__EXERCISE REQUIREMENTS__. For each line of the listing that includes the word "below", show the whole line.

__DATA FOR THE TASK__.
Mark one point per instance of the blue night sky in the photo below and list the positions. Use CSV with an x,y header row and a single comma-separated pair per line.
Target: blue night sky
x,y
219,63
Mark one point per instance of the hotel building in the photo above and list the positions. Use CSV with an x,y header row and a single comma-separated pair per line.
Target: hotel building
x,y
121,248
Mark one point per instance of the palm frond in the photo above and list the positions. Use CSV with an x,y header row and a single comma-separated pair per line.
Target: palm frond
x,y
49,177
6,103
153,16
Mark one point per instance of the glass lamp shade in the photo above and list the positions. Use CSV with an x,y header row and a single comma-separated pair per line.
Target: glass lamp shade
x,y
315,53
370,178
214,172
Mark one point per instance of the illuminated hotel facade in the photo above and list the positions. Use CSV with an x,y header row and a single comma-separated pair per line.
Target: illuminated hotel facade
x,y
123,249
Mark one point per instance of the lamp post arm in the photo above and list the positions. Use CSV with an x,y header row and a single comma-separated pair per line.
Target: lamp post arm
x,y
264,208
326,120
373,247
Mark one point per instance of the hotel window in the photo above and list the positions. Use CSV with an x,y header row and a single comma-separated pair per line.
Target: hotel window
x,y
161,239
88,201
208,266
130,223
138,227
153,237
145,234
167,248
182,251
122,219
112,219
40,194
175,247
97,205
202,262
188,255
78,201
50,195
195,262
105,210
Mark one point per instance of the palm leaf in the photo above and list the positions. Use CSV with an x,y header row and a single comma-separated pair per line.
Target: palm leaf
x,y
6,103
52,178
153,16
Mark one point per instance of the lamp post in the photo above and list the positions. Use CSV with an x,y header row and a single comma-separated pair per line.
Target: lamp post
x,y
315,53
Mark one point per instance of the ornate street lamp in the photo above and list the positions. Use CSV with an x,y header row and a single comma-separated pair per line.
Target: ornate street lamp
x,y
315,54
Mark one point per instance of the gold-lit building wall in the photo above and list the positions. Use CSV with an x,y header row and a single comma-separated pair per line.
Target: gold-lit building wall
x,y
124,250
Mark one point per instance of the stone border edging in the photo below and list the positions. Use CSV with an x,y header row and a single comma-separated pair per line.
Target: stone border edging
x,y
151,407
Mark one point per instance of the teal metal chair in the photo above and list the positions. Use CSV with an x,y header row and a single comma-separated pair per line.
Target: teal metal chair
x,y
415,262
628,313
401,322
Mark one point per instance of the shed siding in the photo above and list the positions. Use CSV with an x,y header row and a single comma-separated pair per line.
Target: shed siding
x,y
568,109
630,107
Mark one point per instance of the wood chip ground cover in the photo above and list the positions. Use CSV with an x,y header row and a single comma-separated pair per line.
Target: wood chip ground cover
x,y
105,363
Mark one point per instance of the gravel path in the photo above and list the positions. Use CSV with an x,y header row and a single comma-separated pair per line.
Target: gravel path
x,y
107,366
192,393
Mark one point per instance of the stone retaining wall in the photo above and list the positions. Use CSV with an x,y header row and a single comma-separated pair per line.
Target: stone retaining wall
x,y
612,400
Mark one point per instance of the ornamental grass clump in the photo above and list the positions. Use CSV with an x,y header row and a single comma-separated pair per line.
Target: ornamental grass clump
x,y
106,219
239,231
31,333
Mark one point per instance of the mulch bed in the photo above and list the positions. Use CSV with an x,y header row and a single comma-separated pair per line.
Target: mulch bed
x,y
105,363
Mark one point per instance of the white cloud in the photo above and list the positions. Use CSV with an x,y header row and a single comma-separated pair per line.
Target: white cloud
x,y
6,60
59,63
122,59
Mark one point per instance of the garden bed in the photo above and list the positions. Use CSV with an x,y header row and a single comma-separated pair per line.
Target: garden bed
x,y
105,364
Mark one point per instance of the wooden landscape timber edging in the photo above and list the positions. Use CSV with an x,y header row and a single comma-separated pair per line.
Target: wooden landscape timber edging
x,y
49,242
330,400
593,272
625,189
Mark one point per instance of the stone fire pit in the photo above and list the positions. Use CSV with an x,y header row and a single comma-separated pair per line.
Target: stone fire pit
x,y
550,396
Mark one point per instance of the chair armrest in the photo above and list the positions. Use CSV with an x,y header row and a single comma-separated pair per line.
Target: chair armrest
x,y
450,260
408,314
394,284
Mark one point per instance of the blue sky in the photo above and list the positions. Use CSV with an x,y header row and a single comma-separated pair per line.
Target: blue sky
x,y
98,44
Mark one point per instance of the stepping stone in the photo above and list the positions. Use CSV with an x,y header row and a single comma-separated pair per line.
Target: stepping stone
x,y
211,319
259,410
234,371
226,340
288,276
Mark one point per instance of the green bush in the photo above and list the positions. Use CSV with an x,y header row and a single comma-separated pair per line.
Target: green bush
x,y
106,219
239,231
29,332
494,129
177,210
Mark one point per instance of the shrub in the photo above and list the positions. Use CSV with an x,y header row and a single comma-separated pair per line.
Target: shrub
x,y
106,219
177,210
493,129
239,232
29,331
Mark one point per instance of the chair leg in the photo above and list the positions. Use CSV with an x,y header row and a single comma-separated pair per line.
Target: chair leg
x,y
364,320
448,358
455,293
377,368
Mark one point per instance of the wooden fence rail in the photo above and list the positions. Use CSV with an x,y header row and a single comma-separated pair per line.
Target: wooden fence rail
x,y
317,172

__ANSWER SECTION__.
Mark one point per instance of the blue night sky in the photo below and list the positions. Use CSV with an x,y header row and a single comma-separated pair per line.
Mark one point per instance of the stone border edging in the photo below and list the positions. Use CSV with an x,y header row and a single comma-separated pair per line.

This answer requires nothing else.